## THE REQUEST
Copy every entry exactly.
§
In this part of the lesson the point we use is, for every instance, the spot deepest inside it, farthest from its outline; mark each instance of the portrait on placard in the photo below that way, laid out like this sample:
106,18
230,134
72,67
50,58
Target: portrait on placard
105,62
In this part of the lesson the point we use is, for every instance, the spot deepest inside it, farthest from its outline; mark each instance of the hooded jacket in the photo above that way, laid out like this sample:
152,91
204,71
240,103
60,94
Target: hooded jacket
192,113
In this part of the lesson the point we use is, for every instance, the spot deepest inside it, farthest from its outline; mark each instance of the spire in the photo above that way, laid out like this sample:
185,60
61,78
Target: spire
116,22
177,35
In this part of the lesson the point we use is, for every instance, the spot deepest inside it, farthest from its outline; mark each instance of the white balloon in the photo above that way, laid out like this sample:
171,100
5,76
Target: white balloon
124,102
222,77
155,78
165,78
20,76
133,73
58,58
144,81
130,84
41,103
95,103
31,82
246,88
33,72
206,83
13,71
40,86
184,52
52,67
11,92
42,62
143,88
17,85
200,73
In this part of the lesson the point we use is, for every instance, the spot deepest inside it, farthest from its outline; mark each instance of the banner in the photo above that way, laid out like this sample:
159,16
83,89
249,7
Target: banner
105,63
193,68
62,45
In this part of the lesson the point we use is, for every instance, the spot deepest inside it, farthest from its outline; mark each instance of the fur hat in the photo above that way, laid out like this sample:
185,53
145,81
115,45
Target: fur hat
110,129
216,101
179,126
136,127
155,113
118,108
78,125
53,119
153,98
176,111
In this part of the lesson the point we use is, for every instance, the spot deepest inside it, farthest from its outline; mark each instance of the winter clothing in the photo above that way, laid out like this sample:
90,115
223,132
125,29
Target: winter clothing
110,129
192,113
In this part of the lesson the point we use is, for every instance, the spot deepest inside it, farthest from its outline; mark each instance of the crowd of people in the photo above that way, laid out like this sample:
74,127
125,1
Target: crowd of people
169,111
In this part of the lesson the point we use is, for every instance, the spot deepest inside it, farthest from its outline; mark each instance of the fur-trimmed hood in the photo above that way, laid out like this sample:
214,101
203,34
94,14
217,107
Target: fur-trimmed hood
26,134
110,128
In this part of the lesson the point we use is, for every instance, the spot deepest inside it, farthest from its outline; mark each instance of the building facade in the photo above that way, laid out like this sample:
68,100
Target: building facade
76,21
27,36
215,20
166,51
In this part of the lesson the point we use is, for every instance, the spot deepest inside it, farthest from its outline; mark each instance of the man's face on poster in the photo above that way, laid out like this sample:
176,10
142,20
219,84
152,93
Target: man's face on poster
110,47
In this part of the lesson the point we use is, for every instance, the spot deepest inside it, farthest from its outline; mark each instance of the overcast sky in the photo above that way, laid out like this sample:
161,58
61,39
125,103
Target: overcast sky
§
## IN RESPONSE
In this part of the lesson the point we use is, for every instance, the spot deepest inside it, farthest from its outline; mark each instance of the portrait on placard in the photo below that way, laid out like this sample:
106,18
230,134
72,67
50,58
Target: portrait on placard
105,62
In this part of the lesson the point we use is, for every instance, the spot deepest inside it, farthest from its outline; mark each instance of the hooded jacket in the photo above that way, laid out like this sample:
152,91
204,71
240,103
60,94
Target: hooded jacket
192,113
In this part of the lesson the point we use is, for every instance, the spot deepest inside it, farthest from its outline; mark each instance of the spire in the photo above that way, laid out like this sample:
185,60
61,78
Target: spire
116,22
177,35
In this part of the lesson the point we use is, for every instance, the spot deepest inside it, farthest from its outline; mark each instance of the white balloon in the photo above that way, laid out like this sample:
171,100
5,76
Target: white balloon
124,102
222,77
155,78
165,78
20,76
133,73
58,58
144,81
130,84
41,103
95,103
31,82
246,88
33,72
206,83
13,71
40,86
184,52
52,67
11,92
42,62
143,88
17,85
200,73
In this part of the lesson the point we use is, for every instance, the spot deepest inside it, farthest from its outline; mark each instance of the banner in the photo above that way, laid out like this sample:
159,16
83,89
249,7
Target: banner
105,63
193,68
62,45
In this part of the lesson the point we use is, for every instance, the spot deepest inside it, farthest from its outline; mark each instance of the fur hat in the photo above that way, laid out like this sample:
185,53
145,81
115,45
Target: fur hat
110,129
216,101
179,126
136,127
155,113
118,108
78,125
53,119
153,98
176,111
In this part of the lesson the point we use is, for every instance, the spot deepest inside it, farthest from its outline; mark each instance of the winter clothing in the photo above that way, laid out like this sample:
90,115
223,132
125,29
Target: winter clothing
110,129
192,113
In this part of the lesson the point we use is, for every instance, the spot deepest inside it, farthest from its outline; mark each instance of the crowd of people in the photo above that way, laid out like this sample:
74,127
125,1
Target: crowd of people
169,111
In this part of the lesson the point we use is, for every instance, the spot deepest inside it, farthest from its outline; mark each instance of the fur-trimmed hood in the photo above that way, laid out like this sample:
214,101
203,34
94,14
217,107
Target: fur-trimmed hood
26,134
110,128
In this part of the lesson the point we use is, for every instance, the spot deepest inside it, farthest from its outline; mark each instance of the building facade in the photo above that way, laid out like this sample:
68,100
Target: building facade
76,21
27,36
215,20
166,51
In this part of the lesson the point we use is, for every instance, the spot deepest inside it, farthest from its outline; mark each instance of the man's face on poster in the photo above that way, laid out like this sample:
176,10
142,20
219,84
152,93
Target: man's face on poster
110,47
In this part of the lesson the point we use is, for every instance, the spot deepest inside it, farthest from its outline; mark each instance of the overcast sky in the photo above that way, laid out like this sample:
161,58
61,39
125,103
Target: overcast sky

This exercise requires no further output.